(Beginning of Records for this task)
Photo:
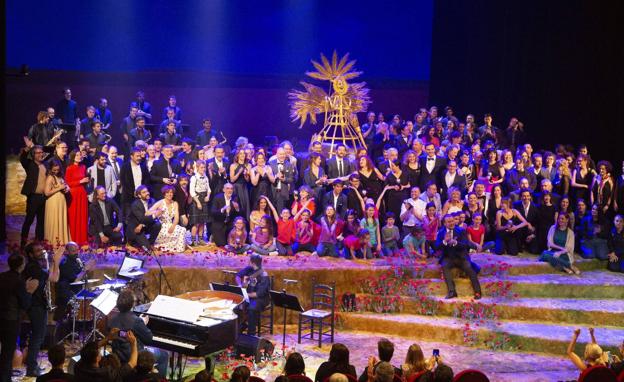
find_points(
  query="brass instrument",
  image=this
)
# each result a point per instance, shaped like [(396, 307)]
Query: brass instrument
[(46, 290), (57, 135)]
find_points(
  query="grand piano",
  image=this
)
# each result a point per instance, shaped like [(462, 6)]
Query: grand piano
[(210, 334)]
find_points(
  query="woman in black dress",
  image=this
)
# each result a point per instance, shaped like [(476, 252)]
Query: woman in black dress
[(411, 168), (370, 178), (397, 179), (582, 178), (240, 172), (261, 178), (546, 219)]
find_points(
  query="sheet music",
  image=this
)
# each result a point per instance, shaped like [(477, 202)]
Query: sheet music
[(176, 308)]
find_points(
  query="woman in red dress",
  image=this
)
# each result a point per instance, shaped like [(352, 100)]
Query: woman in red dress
[(76, 178)]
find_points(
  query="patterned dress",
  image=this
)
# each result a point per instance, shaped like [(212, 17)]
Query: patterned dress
[(170, 242)]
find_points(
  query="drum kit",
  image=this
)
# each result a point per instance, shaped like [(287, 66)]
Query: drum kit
[(82, 310)]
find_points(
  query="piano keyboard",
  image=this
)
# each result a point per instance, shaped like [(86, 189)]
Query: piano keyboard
[(169, 341)]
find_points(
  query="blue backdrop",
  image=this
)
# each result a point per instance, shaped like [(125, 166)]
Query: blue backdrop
[(389, 39)]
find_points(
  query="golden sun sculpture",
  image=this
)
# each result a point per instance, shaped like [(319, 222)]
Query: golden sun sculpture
[(339, 104)]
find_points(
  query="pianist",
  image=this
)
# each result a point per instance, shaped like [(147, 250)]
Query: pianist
[(127, 320), (257, 282)]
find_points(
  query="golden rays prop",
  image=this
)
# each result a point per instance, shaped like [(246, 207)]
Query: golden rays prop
[(339, 104)]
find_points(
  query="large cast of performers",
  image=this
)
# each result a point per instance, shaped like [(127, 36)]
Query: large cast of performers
[(430, 187)]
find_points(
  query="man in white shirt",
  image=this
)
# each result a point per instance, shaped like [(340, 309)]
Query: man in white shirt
[(412, 211)]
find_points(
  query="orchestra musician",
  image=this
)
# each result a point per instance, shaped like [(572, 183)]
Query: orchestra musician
[(257, 282)]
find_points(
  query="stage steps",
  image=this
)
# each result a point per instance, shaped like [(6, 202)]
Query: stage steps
[(549, 338)]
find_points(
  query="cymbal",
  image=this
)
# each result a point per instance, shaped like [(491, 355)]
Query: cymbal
[(82, 282)]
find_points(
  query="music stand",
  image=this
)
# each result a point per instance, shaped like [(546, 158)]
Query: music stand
[(286, 302)]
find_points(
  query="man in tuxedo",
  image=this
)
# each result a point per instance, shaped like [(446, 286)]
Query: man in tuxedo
[(31, 159), (529, 212), (101, 174), (133, 173), (284, 179), (224, 209), (15, 298), (218, 170), (126, 126), (340, 167), (138, 224), (431, 166), (451, 178), (103, 214), (336, 199), (164, 171), (454, 244)]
(End of Records for this task)
§ **Exercise**: Give only the lines from the one holding "Query: piano keyboard" through the one holding "# each result a point per instance, shaped like [(546, 158)]", each restated exactly as it appears above.

§ **Output of the exercise**:
Query: piano keyboard
[(169, 341)]
find_points(
  query="blue backdrop",
  image=this
)
# each result a point per instance, shaped like [(125, 166)]
Query: blue backdrop
[(389, 39)]
find_points(
  query="golden sun sculpture",
  image=this
)
# each result a point per instance, shaped like [(319, 222)]
Query: golden sun sculpture
[(339, 104)]
find_points(
  query="pianist",
  image=this
)
# each result a point per instance, shaped like [(147, 250)]
Query: pianist
[(127, 320), (257, 282)]
find_points(
  query="golden rays prop",
  image=this
)
# each result a point per instance, shaped like [(246, 207)]
Query: golden rays prop
[(339, 104)]
find_points(
  query="large cast of performers",
  image=this
)
# each result a point per instance, shaped like [(127, 36)]
Query: large cast of performers
[(430, 187)]
find_points(
  query="man in white shirt",
  image=this
)
# each result a point per instance, shaped like [(340, 309)]
Query: man in white shirt
[(412, 211)]
find_points(
  query="orchestra musician",
  image=this
)
# each result a point per instance, shaped like [(572, 183)]
Query: orchestra musician
[(257, 282)]
find_points(
  query="stage steps",
  image=this
)
# each result a point per instance, shaped like [(6, 202)]
Query: stage steps
[(549, 338)]
find_points(
  query="cymbal",
  image=this
)
# each result a point per instance, shaped like [(491, 355)]
Query: cymbal
[(82, 282)]
find_points(
  query="music stand",
  image=this
)
# each result a point per instance, shaped like [(546, 158)]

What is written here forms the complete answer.